### Passage
Needless to say, software has been an integral part of the process, starting with the development of programming languages and, nowadays, designing sophisticated end-user applications. It saw the light of day in the 1940s via assembly language once electro-mechanical computers spread. Since then, many programming languages have been developed, and leaders have changed throughout the years. Today, for example. Python seems to be the most widely used. Computer programming, however, has evolved from being purely analog initially (as in assembly code) to becoming mostly digital today. Programmers thrive in the digital domain. However, at some point, their products must be physically transferred to tangible devices such as smartphones or IoT gadgets.
A Blueprint for Digital Technologies Environmental Impact
The abode metaphor helps demystify some of digital technologies’ alleged “unique” traits. For starters, behind the endlessly expanding digital realm, we find tangible and very real components and assets that nurture its existence and guarantee its long-term survival. The virtual or immaterial nature of the digital domain not only necessitates them but is also the result of their interaction with both humans and nature. Indeed, they are its raison d’être. Second, while the current architecture resembles a shopping mall, other alternatives, such as a bazaar or souk, where small producers are at the helm, are feasible. We can even consider an arrangement where the basement becomes part of the main gallery instead and is thus visible to all. Ultimately, the current structure is not immune to innovation and change.
Third, entering the hidden abode also unveils the critical importance of looking more closely at the overall production process of digital technologies to fully grasp their overall socio-economic and environmental impact. From the above, we know that such production processes share many characteristics of other advanced and sophisticated industries and manufacturing. Yet, they also have unique traits that impact distribution and consumption.
In a nutshell, the overall production process has four critical intertwined components. 1. The actual production process. 2. The distribution process. 3. The exchange of products. And 4. The consumption process, including disposal, in most cases. In traditional industries, products need to travel to the market once finished. Thereby, adequate distribution mechanisms and networks must be in place to ensure the commodity arrives at the market in optimal condition. Once in the market, products are sold to final consumers or firms that use them as inputs in their production processes (productive consumption). Product sales quickly transform into profits, part of which are reinvested into the production process. Another portion goes into the financial sector via banks or similar institutions to pay dividends and issue loans to other investors, including industrial firms.

### Material for this exercise
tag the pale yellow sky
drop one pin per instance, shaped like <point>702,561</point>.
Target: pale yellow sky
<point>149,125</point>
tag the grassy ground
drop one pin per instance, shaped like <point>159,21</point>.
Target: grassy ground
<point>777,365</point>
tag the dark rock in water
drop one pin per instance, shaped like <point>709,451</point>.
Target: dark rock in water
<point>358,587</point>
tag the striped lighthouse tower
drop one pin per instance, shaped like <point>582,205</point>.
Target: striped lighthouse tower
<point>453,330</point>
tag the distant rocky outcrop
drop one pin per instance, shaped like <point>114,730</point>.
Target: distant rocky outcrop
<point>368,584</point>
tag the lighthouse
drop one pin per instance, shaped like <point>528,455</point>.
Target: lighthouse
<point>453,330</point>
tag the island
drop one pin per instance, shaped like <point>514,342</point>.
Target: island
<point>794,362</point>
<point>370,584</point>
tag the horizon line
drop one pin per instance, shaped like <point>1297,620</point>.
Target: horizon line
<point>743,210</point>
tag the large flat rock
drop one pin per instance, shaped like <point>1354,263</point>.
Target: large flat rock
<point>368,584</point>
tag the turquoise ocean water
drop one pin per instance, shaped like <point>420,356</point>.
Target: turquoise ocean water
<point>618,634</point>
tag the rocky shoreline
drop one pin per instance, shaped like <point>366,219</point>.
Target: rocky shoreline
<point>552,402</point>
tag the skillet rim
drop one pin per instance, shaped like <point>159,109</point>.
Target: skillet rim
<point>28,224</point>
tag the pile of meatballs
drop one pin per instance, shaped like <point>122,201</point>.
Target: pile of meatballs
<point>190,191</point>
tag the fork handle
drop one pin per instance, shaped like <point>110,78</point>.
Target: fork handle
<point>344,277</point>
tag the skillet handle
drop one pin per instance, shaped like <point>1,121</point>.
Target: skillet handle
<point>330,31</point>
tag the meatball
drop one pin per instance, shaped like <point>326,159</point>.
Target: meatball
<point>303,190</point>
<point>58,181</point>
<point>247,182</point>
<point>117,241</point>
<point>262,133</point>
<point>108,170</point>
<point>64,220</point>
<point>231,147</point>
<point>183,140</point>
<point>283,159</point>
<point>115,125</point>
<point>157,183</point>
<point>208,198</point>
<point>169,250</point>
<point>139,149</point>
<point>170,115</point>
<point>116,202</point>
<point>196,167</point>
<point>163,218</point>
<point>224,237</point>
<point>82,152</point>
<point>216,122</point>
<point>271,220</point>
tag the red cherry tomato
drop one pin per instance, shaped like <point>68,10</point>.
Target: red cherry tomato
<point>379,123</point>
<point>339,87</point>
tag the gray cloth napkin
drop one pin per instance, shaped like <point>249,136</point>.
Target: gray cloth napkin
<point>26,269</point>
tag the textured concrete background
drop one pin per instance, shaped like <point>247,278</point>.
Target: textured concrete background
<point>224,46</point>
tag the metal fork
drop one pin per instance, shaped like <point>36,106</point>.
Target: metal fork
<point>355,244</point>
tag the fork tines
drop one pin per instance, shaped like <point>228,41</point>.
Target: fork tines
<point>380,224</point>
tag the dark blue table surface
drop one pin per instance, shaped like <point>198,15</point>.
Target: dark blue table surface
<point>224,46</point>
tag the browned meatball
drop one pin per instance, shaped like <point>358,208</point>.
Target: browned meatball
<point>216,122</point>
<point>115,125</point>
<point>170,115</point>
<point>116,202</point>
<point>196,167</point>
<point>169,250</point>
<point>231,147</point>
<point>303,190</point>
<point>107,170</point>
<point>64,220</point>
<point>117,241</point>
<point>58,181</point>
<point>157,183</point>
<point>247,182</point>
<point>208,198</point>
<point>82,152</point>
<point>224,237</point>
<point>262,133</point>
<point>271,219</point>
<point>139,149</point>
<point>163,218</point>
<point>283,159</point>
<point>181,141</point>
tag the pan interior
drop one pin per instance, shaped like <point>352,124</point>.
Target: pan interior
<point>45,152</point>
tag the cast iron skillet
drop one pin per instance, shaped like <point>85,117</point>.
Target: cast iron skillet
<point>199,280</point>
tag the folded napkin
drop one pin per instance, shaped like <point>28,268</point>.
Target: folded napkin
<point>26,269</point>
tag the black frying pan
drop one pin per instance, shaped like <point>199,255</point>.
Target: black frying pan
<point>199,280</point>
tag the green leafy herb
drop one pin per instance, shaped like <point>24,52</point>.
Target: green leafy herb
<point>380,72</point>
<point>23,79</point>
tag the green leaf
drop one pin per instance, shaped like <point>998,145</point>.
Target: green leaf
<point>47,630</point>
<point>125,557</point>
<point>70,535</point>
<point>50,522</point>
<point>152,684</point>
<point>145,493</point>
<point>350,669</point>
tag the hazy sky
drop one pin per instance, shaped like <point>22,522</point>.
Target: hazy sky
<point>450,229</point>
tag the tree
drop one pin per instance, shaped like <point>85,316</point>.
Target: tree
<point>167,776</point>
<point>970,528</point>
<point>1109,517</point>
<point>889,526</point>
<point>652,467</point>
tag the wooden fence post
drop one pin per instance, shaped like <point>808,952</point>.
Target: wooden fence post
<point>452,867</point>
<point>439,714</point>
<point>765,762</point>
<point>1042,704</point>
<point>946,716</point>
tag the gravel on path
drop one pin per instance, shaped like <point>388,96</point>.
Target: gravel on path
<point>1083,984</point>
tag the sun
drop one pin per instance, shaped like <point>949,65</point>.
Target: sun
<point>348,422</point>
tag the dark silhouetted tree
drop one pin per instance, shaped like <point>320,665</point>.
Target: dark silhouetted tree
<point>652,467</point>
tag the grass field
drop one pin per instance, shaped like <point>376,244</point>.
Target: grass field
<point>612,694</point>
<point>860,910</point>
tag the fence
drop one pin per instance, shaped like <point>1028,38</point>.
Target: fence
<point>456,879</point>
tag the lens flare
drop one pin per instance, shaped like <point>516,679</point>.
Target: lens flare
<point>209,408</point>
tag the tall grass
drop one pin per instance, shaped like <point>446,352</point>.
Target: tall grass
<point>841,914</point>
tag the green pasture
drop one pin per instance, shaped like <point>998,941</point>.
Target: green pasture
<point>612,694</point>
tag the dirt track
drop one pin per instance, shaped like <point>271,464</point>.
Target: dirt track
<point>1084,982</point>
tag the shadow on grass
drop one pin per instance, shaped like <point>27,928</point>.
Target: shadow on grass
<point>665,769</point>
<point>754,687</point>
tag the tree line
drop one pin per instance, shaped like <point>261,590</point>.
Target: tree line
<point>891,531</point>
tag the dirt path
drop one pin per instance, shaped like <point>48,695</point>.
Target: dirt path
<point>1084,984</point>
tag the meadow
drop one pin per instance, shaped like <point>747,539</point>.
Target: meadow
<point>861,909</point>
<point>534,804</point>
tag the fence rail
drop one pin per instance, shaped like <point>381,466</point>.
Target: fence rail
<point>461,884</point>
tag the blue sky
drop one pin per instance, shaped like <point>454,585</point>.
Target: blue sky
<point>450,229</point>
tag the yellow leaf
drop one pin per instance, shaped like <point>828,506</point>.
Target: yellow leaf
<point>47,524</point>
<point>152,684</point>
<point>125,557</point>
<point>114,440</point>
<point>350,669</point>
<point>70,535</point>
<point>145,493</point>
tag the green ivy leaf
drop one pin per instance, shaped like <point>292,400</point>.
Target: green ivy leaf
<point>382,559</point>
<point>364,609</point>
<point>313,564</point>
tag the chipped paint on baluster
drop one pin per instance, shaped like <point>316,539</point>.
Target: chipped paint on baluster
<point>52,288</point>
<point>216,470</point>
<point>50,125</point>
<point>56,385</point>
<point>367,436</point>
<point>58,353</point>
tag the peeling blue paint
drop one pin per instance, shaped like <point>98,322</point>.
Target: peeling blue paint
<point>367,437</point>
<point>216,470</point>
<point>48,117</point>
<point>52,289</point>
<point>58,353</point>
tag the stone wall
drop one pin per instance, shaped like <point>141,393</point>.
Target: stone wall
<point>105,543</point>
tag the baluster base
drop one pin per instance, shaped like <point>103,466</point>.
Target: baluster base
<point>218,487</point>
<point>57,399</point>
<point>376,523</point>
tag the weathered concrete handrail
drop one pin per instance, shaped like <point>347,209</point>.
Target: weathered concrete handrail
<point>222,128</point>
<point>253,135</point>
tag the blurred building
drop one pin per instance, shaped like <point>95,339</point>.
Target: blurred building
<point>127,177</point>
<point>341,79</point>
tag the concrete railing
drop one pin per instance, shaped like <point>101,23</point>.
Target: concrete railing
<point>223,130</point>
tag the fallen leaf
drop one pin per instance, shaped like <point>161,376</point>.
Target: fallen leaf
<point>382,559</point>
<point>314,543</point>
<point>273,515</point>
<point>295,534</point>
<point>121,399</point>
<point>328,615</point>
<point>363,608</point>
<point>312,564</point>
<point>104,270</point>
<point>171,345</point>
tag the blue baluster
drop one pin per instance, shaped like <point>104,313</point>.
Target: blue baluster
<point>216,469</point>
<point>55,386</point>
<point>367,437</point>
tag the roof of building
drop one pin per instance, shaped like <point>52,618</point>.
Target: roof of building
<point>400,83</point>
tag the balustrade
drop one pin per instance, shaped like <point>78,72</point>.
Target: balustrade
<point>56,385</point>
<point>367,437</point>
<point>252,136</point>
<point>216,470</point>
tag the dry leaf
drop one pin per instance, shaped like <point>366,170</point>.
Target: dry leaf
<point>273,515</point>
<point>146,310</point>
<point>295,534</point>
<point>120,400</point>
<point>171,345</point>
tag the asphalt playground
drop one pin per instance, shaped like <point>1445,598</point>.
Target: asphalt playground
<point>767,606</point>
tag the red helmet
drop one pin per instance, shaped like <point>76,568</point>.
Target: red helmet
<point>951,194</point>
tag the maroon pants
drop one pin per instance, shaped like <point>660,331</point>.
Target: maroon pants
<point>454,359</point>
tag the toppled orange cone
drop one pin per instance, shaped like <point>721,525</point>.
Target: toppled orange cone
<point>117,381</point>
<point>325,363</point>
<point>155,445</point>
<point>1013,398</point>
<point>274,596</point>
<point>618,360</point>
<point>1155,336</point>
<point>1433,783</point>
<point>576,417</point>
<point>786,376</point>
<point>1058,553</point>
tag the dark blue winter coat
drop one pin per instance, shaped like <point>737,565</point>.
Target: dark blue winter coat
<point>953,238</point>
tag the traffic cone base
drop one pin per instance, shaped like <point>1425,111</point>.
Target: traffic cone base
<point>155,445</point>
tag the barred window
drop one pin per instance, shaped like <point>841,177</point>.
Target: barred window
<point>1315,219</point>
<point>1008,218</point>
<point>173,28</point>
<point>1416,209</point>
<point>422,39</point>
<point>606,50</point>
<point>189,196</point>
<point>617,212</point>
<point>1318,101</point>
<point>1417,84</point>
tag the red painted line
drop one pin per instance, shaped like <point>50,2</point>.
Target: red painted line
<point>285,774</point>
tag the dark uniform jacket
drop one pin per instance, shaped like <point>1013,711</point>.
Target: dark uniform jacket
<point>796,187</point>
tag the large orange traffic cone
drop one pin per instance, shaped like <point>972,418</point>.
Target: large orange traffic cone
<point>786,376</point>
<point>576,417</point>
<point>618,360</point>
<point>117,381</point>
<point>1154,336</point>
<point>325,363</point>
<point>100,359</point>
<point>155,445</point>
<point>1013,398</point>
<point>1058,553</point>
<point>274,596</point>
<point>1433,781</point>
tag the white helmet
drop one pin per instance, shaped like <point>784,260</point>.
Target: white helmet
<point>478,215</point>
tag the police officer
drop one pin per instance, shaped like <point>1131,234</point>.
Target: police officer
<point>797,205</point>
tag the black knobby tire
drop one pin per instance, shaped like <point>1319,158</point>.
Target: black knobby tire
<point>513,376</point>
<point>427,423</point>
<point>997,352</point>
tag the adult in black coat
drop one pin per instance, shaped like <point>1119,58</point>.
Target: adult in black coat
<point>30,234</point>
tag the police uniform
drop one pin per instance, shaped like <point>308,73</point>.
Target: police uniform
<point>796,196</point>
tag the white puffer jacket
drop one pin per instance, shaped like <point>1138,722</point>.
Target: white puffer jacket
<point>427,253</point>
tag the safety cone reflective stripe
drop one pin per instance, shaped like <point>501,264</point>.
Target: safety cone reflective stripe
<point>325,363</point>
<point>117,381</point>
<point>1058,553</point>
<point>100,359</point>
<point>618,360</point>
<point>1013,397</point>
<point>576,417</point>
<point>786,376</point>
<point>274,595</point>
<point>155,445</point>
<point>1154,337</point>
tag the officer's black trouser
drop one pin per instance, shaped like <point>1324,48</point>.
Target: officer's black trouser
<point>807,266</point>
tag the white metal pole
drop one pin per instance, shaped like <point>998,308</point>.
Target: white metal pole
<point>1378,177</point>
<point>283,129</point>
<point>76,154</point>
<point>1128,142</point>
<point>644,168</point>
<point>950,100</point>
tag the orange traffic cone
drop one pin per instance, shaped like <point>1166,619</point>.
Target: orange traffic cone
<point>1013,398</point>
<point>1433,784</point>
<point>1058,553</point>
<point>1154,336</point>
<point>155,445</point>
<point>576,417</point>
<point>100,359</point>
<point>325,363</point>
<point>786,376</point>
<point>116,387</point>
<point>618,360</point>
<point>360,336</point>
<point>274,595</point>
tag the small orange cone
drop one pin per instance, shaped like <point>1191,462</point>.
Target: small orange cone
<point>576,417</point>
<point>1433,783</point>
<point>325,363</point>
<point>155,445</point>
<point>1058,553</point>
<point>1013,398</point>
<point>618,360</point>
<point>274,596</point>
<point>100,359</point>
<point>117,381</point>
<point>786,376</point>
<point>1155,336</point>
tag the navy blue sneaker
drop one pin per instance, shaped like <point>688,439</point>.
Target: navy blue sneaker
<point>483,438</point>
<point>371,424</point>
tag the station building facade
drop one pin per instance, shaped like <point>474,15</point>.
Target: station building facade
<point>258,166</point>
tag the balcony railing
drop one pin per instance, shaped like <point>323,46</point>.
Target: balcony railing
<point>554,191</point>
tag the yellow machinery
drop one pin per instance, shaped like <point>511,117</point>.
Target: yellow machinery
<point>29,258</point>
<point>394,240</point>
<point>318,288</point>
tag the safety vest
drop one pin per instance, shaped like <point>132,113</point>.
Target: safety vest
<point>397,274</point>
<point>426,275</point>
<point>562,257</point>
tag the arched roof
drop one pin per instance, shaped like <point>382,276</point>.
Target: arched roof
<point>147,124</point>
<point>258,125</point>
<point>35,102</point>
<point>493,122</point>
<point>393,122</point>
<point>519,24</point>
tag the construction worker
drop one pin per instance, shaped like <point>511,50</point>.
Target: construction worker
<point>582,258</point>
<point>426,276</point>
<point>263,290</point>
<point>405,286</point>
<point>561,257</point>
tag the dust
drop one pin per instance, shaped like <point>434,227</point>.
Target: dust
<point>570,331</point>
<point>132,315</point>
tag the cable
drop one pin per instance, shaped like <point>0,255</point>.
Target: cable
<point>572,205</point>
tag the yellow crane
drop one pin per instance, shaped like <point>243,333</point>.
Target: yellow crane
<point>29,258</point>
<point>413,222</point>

### Tasks to complete
#1 Answer these questions from the passage on digital technologies:
(a) Which programming language does it say seems to be the most widely used today?
(b) Which alternatives to a shopping mall does it give as feasible architectures?
(c) How many critical intertwined components does it say the overall production process has?
#2 Transcribe the rows starting at the line that contains "tag the blurred building" and ending at the line that contains "<point>223,130</point>", both included.
The rows and the passage on digital technologies are independent of each other.

### Outputs for the tasks
#1
(a) Python
(b) A bazaar or souk, where small producers are at the helm
(c) Four

#2
tag the blurred building
drop one pin per instance, shaped like <point>95,339</point>.
Target: blurred building
<point>127,177</point>
<point>341,79</point>
tag the concrete railing
drop one pin per instance, shaped like <point>101,23</point>.
Target: concrete railing
<point>223,130</point>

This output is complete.